BEGIN

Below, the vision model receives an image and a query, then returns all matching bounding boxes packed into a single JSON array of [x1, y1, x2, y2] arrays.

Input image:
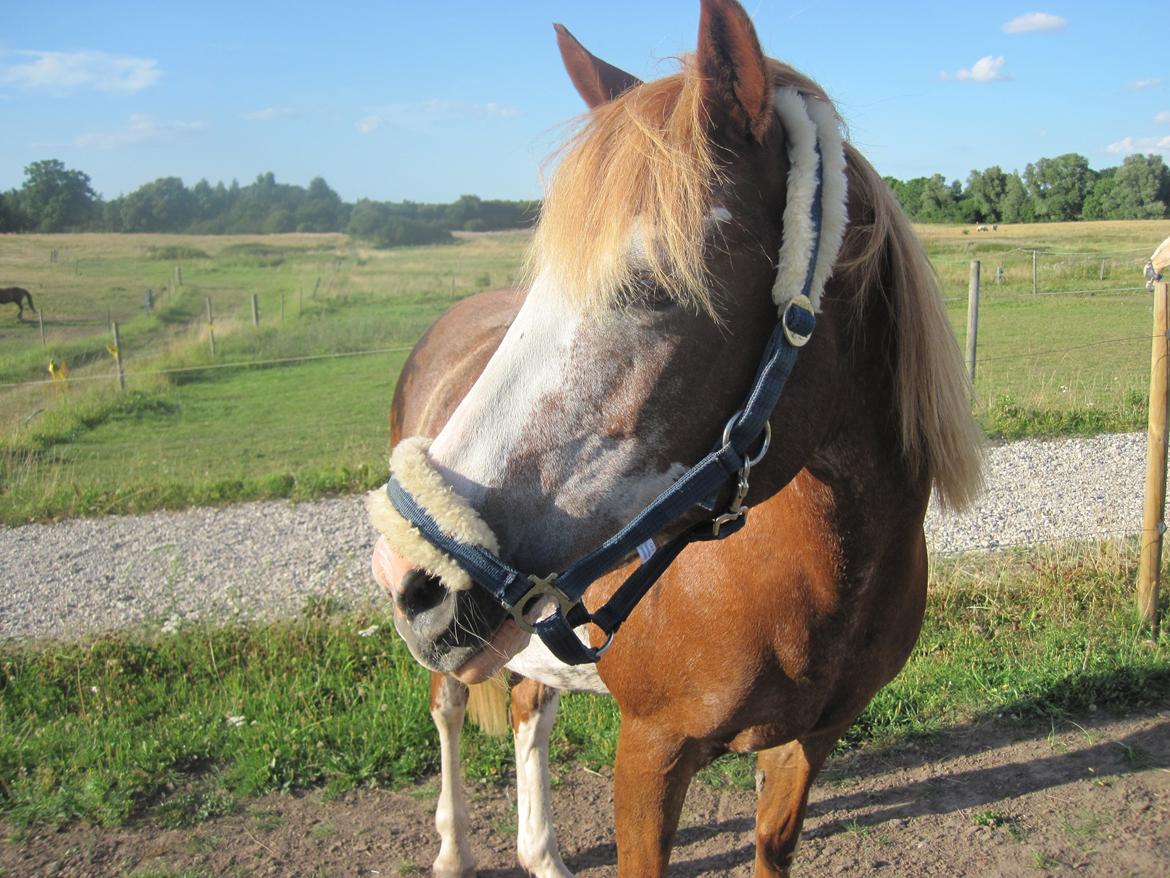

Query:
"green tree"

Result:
[[17, 159, 98, 231], [966, 166, 1009, 222], [1083, 155, 1169, 219], [916, 174, 960, 222], [999, 172, 1031, 222], [1023, 154, 1092, 221], [0, 190, 19, 232], [119, 177, 195, 232], [297, 177, 346, 232]]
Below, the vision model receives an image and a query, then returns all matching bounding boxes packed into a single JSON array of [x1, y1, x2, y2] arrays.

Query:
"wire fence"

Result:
[[1, 244, 1161, 435], [0, 247, 1157, 421]]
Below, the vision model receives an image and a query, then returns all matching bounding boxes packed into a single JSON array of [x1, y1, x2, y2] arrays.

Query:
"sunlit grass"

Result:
[[1, 541, 1165, 826], [1, 222, 1168, 521]]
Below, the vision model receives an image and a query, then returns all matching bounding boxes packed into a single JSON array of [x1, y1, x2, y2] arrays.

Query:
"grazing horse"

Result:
[[369, 1, 982, 875], [0, 287, 35, 319]]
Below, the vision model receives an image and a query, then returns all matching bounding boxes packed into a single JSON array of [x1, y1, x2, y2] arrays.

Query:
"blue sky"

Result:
[[2, 1, 1168, 203]]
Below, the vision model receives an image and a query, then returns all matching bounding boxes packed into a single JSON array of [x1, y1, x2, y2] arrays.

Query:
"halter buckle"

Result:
[[782, 294, 814, 348], [509, 572, 577, 634]]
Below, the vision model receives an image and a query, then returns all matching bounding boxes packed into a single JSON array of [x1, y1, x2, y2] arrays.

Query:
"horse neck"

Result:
[[805, 278, 934, 541]]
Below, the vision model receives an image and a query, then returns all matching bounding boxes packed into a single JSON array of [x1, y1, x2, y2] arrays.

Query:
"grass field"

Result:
[[0, 540, 1165, 829], [0, 232, 527, 523], [1, 220, 1168, 524]]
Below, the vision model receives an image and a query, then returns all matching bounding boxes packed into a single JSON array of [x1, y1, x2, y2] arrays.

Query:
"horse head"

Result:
[[370, 0, 976, 682]]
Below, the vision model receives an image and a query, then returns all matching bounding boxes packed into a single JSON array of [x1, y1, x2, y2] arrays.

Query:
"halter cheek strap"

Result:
[[369, 89, 848, 666]]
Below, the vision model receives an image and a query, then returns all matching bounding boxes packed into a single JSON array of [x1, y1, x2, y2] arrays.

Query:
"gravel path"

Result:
[[0, 432, 1149, 642]]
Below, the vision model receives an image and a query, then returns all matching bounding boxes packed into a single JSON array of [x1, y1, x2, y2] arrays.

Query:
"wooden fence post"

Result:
[[206, 297, 216, 357], [280, 291, 285, 322], [111, 322, 126, 392], [38, 309, 45, 346], [251, 293, 260, 327], [1031, 250, 1038, 295], [1138, 280, 1170, 636], [966, 260, 980, 390]]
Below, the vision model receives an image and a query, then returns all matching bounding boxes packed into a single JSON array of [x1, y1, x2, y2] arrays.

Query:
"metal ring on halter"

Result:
[[721, 411, 773, 468]]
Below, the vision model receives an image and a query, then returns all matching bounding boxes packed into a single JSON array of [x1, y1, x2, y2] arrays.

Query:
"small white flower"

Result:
[[89, 686, 99, 694], [358, 624, 380, 638], [226, 715, 246, 727]]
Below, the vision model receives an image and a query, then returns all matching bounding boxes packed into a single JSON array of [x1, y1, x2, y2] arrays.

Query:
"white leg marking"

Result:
[[514, 690, 574, 878], [432, 679, 476, 878]]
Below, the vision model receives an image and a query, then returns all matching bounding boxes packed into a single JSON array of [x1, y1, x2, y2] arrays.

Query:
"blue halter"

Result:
[[385, 148, 824, 666]]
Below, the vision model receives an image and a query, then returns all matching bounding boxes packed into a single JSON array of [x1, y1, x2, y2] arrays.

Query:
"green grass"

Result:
[[1, 221, 1169, 523], [920, 220, 1170, 438], [0, 231, 525, 523], [0, 541, 1165, 829]]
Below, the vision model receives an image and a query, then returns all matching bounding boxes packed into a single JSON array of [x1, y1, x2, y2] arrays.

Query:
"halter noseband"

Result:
[[371, 89, 848, 666]]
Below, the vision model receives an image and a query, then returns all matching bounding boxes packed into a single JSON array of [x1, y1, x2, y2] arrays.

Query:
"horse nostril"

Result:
[[397, 569, 446, 616]]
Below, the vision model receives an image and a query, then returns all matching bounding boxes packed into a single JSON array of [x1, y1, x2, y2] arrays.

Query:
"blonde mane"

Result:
[[530, 58, 722, 314], [531, 59, 982, 510]]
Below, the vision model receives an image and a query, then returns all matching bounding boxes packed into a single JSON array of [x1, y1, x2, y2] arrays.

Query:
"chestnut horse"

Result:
[[370, 1, 981, 875]]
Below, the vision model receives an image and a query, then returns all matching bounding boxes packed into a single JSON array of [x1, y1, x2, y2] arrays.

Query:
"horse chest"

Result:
[[506, 634, 610, 694]]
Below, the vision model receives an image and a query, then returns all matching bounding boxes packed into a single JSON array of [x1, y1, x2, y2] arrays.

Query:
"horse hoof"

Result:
[[432, 864, 476, 878]]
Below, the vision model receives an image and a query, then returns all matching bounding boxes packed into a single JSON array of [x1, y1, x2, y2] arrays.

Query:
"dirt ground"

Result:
[[3, 707, 1168, 877]]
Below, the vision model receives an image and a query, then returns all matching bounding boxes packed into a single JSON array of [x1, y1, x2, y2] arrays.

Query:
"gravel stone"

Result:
[[0, 432, 1150, 642]]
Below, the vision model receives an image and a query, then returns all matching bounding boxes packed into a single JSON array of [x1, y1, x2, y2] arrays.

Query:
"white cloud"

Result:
[[1156, 111, 1170, 125], [1126, 78, 1163, 92], [75, 114, 206, 149], [954, 56, 1011, 82], [0, 49, 159, 94], [1107, 135, 1170, 156], [356, 99, 521, 133], [243, 107, 293, 121], [1003, 12, 1067, 33]]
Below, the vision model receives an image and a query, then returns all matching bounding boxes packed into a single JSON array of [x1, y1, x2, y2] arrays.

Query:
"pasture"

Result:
[[0, 223, 1167, 526], [0, 222, 1169, 872]]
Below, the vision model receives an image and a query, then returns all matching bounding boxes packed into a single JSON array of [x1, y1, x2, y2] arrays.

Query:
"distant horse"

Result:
[[0, 287, 35, 319], [369, 1, 982, 876]]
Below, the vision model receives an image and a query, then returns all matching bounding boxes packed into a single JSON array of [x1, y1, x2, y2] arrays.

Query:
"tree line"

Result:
[[885, 153, 1170, 224], [2, 153, 1167, 245], [0, 160, 539, 246]]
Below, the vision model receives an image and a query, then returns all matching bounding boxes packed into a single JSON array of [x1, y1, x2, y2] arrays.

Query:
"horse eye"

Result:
[[631, 272, 675, 311]]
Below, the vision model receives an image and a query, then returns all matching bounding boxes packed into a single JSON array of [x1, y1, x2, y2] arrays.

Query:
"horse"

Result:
[[0, 287, 35, 319], [369, 1, 983, 875]]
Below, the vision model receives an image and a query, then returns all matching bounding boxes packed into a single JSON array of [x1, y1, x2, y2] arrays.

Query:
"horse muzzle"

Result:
[[372, 533, 528, 681]]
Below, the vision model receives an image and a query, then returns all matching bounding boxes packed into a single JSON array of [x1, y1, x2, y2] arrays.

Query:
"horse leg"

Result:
[[430, 672, 476, 878], [511, 678, 573, 877], [751, 730, 839, 877], [612, 721, 702, 878]]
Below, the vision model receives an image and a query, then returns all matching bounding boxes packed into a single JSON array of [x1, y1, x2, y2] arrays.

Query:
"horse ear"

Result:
[[554, 23, 643, 109], [696, 0, 772, 143]]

END

> **TASK OBJECTIVE**: From the first line to the last, repeat the records above exactly, leaving out the pictures.

> **EXERCISE ANSWER**:
Below, the vision model receives an image and a query, then returns all matching bounding boxes packed into a single JSON array of [x1, y1, x2, y2] arrays.

Input image:

Query:
"green tree"

Result:
[[17, 159, 98, 231], [966, 166, 1009, 222], [1083, 155, 1169, 219], [916, 174, 960, 222], [999, 172, 1031, 222], [1023, 154, 1092, 221], [0, 190, 19, 232], [119, 177, 195, 232], [297, 177, 346, 232]]
Below, the vision model receives an image and a query, then returns all matching bounding boxes packed into a single JSON array of [x1, y1, x2, y2] arrays.

Query:
"wire fence"

Result:
[[1, 244, 1161, 435], [0, 247, 1157, 421]]
Below, the vision model receives an image and a query, then returns all matching bounding boxes packed into a single JSON array of [x1, y1, x2, y2] arrays.

Query:
"sunlit grass"

Result:
[[1, 541, 1165, 826], [1, 222, 1168, 521]]
Below, the vision model receives an image and a query, then returns all matching bounding boxes packed into a single JSON array of [x1, y1, x2, y2] arrays.

Query:
"grazing horse"

Result:
[[369, 1, 982, 875], [0, 287, 35, 319]]
Below, the vision model receives an image and a query, then returns all matching bounding boxes packed into a single JSON array of [x1, y1, x2, y2] arrays.

Query:
"blue sky"

Result:
[[2, 1, 1168, 203]]
Below, the vision model receives an image and a query, then returns all matching bounding boxes packed into a single JSON array of [x1, y1, x2, y2] arrays.

Query:
"halter buckle"

Result:
[[782, 294, 814, 348], [509, 572, 577, 634]]
Below, the vision model receives an image and a query, then returns all matching bounding boxes packed into a single JSON array of [x1, y1, x2, y2] arrays.

Query:
"horse neck"

Result:
[[805, 278, 934, 541]]
Below, the vision model receives an image and a query, then returns all matching bounding boxes packed into a single JSON array of [x1, y1, x2, y2] arrays.

Query:
"grass field"

Result:
[[0, 540, 1165, 829], [0, 232, 527, 523], [1, 220, 1168, 524]]
Below, the vision model receives an image and a query, then returns all matching bounding boxes packed into a single JSON array of [x1, y1, x2, y2] arrays.

Query:
"horse head"

Result:
[[370, 0, 976, 682]]
Below, the vision model receives an image and a query, then returns all matching bounding boxes packed into a single JSON array of [x1, y1, x2, y2] arrays.

Query:
"halter cheek strap"

Result:
[[369, 89, 848, 666]]
Below, the vision model receives an image and a query, then returns all matching bounding boxes packed into a single JSON array of [x1, y1, x2, y2] arrays.

Query:
"gravel path"

Result:
[[0, 432, 1149, 642]]
Below, the vision model receives an image and a query, then returns all matching bounding boxes packed into a single JSON array of [x1, y1, x2, y2] arrays.

Query:
"wooden fence post"

Result:
[[206, 297, 216, 357], [280, 291, 285, 322], [111, 322, 126, 392], [38, 309, 45, 346], [251, 293, 260, 327], [1031, 250, 1038, 295], [1138, 280, 1170, 636], [966, 260, 980, 390]]
Below, the vision model receives an image and a query, then returns all matching bounding boxes packed into a single JSON array of [x1, y1, x2, y2] arrays.

Query:
"metal ring on halter"

Result:
[[721, 411, 773, 468]]
Below, the vision model receives an image and a query, then returns all matching bounding boxes packed into a single JSON array of [x1, y1, x2, y2] arrays.

Query:
"small white flower"

Result:
[[89, 686, 99, 694], [358, 624, 380, 638], [226, 715, 246, 727]]
Below, the vision model receives an image and a query, then returns all matching bounding boxes packed into a single JSON array of [x1, y1, x2, y2] arrays.

Query:
"white leg marking"

Result:
[[514, 690, 574, 878], [432, 679, 476, 878]]
Below, the vision model receives an image and a query, then returns all matching bounding boxes packed into a single JSON array of [x1, y1, x2, y2] arrays.

Query:
"blue halter"

Result:
[[385, 148, 824, 666]]
Below, the vision model receives an image and a query, then returns all matching bounding boxes packed into a single JSON array of [x1, y1, x2, y2] arrays.

Query:
"green grass"

Result:
[[1, 221, 1169, 523], [920, 220, 1170, 438], [0, 231, 525, 523], [0, 541, 1165, 829]]
Below, the vision model receives an image and a query, then returns all matching bounding boxes packed into a single JSON array of [x1, y1, x2, y2] arrays.

Query:
"halter noseband"

Result:
[[371, 89, 848, 666]]
Below, the vision model receives an image and a query, then returns all matching bounding boxes packed into a single JSON array of [x1, y1, x2, y2] arrays.

Query:
"horse nostril"

Result:
[[397, 569, 446, 616]]
Below, the vision model receives an image and a query, then returns all matching bounding boxes packed into a single JSON array of [x1, y1, x2, y2] arrays.

Query:
"blonde mane"

Result:
[[530, 58, 722, 314], [531, 59, 982, 510]]
Below, the vision model receives an image and a query, then returns all matching bounding boxes packed into a single JSON array of [x1, y1, x2, y2] arrays.

Query:
"chestnut horse"

Result:
[[370, 1, 981, 875]]
Below, the vision model receives an image and a query, then returns all matching bounding boxes packed into a single JSON array of [x1, y1, x2, y2] arrays.

Query:
"horse chest"

Result:
[[506, 634, 610, 694]]
Below, the vision model receives an image and a query, then returns all matching bounding boxes packed into a single JSON array of [x1, y1, x2, y2] arrays.

Query:
"horse hoof"

Result:
[[432, 864, 476, 878]]
Below, the vision model receives an image and a query, then returns all matching bounding boxes packed into a single JSON array of [x1, y1, x2, y2] arrays.

Query:
"dirt ground"

Result:
[[3, 707, 1168, 877]]
Below, the vision model receives an image and a query, then returns all matching bounding boxes packed into a single JSON array of [x1, y1, x2, y2] arrays.

Query:
"gravel stone"

Result:
[[0, 432, 1150, 642]]
Below, the vision model receives an image and a query, then returns all matching bounding boxes packed into a single JSON array of [x1, y1, x2, y2] arrays.

Query:
"white cloud"

Result:
[[1156, 111, 1170, 125], [1126, 78, 1163, 92], [75, 114, 206, 149], [954, 56, 1011, 82], [0, 49, 159, 94], [1107, 135, 1170, 156], [356, 99, 521, 133], [243, 107, 293, 121], [1003, 12, 1067, 33]]
Below, the vision model receives an image and a query, then returns all matching bounding boxes packed into a single JSON array of [x1, y1, x2, y2] arrays.

Query:
"pasture"

Result:
[[0, 223, 1167, 526], [0, 222, 1169, 872]]
Below, the vision model receives an image and a query, then returns all matching bounding boxes packed into a single JSON array of [x1, y1, x2, y2] arrays.

Query:
"distant horse"

Result:
[[0, 287, 35, 319], [369, 1, 982, 876]]
Below, the vision model receives an image and a query, then returns all matching bounding boxes packed into a single JSON array of [x1, y1, x2, y2] arrays.

Query:
"tree line"

Result:
[[885, 153, 1170, 224], [2, 153, 1167, 245], [0, 160, 539, 246]]
Below, the vision model receives an image and a query, then returns all matching bounding boxes packed into a single JSON array of [x1, y1, x2, y2] arrays.

Query:
"horse eye"

Result:
[[631, 272, 675, 311]]
Below, the vision model receives an image and a query, then returns all matching bounding boxes packed into a single JSON array of [x1, y1, x2, y2] arrays.

Query:
"horse"

Result:
[[0, 287, 35, 319], [369, 1, 983, 875]]
Below, the vision model receives an image and a query, then returns all matching bounding boxes packed into a single JSON array of [x1, y1, x2, y2] arrays.

Query:
"horse muzzle"

Result:
[[372, 533, 528, 681]]
Below, the vision model receives an image and a query, then returns all matching bounding boxes packed into a single JSON array of [x1, y1, x2, y2] arrays.

Query:
"horse leg"

Result:
[[430, 672, 476, 878], [511, 678, 573, 877], [751, 730, 839, 877], [612, 721, 702, 878]]
Below, the vision model receives an image and a query, then returns all matching bounding boxes packed into a single JSON array of [x1, y1, x2, y2] arrays.

Query:
"horse ear"

Result:
[[554, 23, 643, 109], [696, 0, 772, 143]]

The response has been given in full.